SOURCE TEXT:
The Circuito Sur de Oriente (CSO), meaning "Southern Circuit of the Orient", is a west-east highway connecting Bayamo to Santiago de Cuba, through Manzanillo, Niquero and the southern coastal side of eastern Cuba, below the Sierra Maestra mountain range. Also known as Circuito Guacanayabo-Sur de Oriente, because it crosses the Gulf of Guacanayabo, the name Oriente (meaning "Orient"), refers to the ancient and former Oriente Province. With a length of 347 km, it is the fourth-longest Cuban highway after the "Carretera Central", the "Circuito Norte" and the "Circuito Sur".

DATA SECTION:
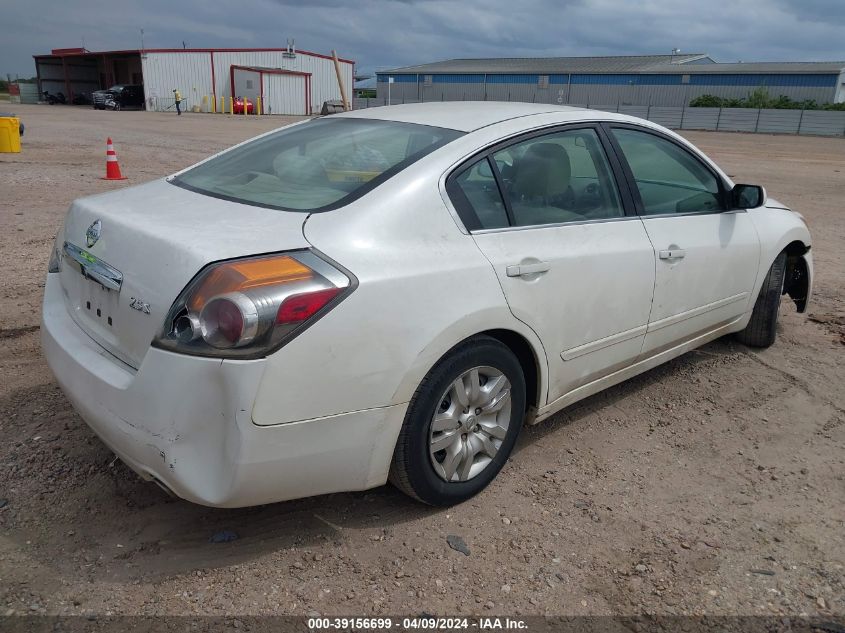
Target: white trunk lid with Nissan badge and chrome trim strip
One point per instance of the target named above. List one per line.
(128, 254)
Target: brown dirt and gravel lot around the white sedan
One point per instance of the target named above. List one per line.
(714, 484)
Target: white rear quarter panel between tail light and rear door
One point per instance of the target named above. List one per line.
(423, 286)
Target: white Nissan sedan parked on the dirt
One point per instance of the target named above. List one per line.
(392, 293)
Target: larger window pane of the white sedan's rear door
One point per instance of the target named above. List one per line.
(558, 177)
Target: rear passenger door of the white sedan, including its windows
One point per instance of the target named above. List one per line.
(546, 211)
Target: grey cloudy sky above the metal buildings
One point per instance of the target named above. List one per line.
(382, 34)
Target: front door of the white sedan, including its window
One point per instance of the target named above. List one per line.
(706, 257)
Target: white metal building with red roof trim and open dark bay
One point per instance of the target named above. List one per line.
(289, 81)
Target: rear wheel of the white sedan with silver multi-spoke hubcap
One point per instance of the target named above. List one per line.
(474, 448)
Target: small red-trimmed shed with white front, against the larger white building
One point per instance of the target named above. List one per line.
(282, 91)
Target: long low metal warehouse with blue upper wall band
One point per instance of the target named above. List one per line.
(650, 80)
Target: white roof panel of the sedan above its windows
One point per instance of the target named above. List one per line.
(465, 116)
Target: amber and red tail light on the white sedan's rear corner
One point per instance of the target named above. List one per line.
(248, 308)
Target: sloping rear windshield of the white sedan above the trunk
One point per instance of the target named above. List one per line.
(316, 166)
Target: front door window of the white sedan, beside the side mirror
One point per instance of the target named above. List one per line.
(668, 178)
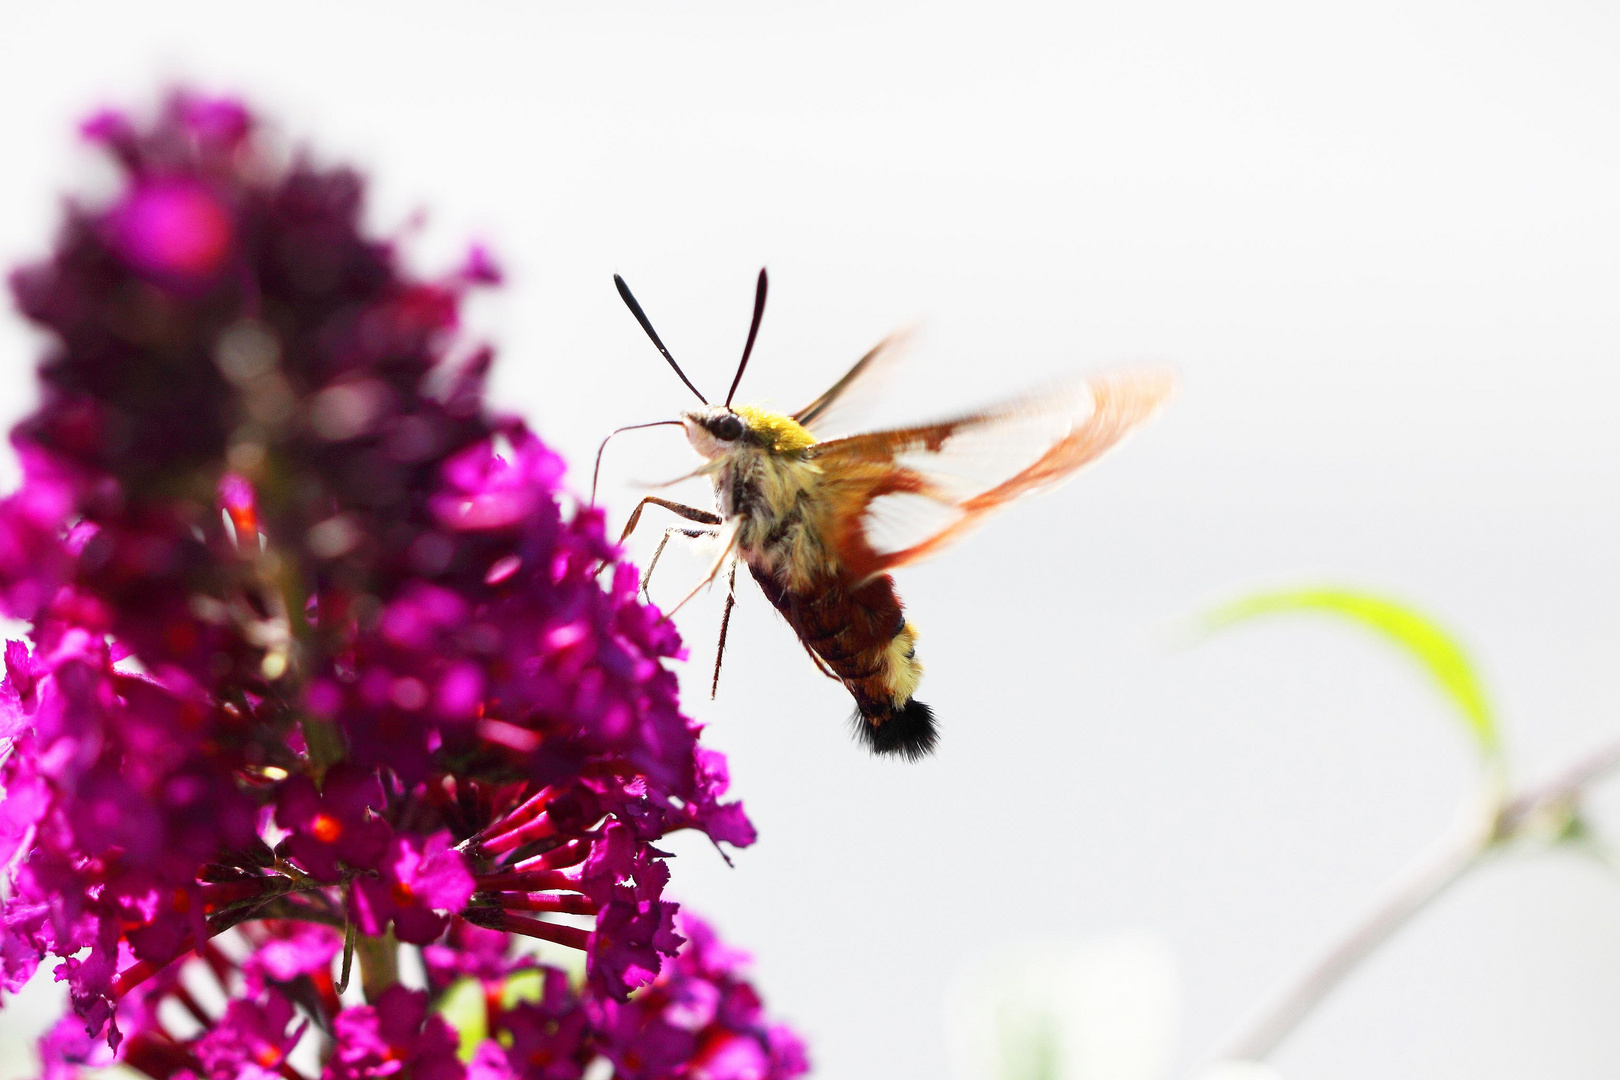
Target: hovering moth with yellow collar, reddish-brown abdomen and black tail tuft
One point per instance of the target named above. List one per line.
(821, 524)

TASK TO COMPLETE: According to the source text, how long is the Circuito Sur de Oriente?

EXERCISE OUTPUT: 347 km.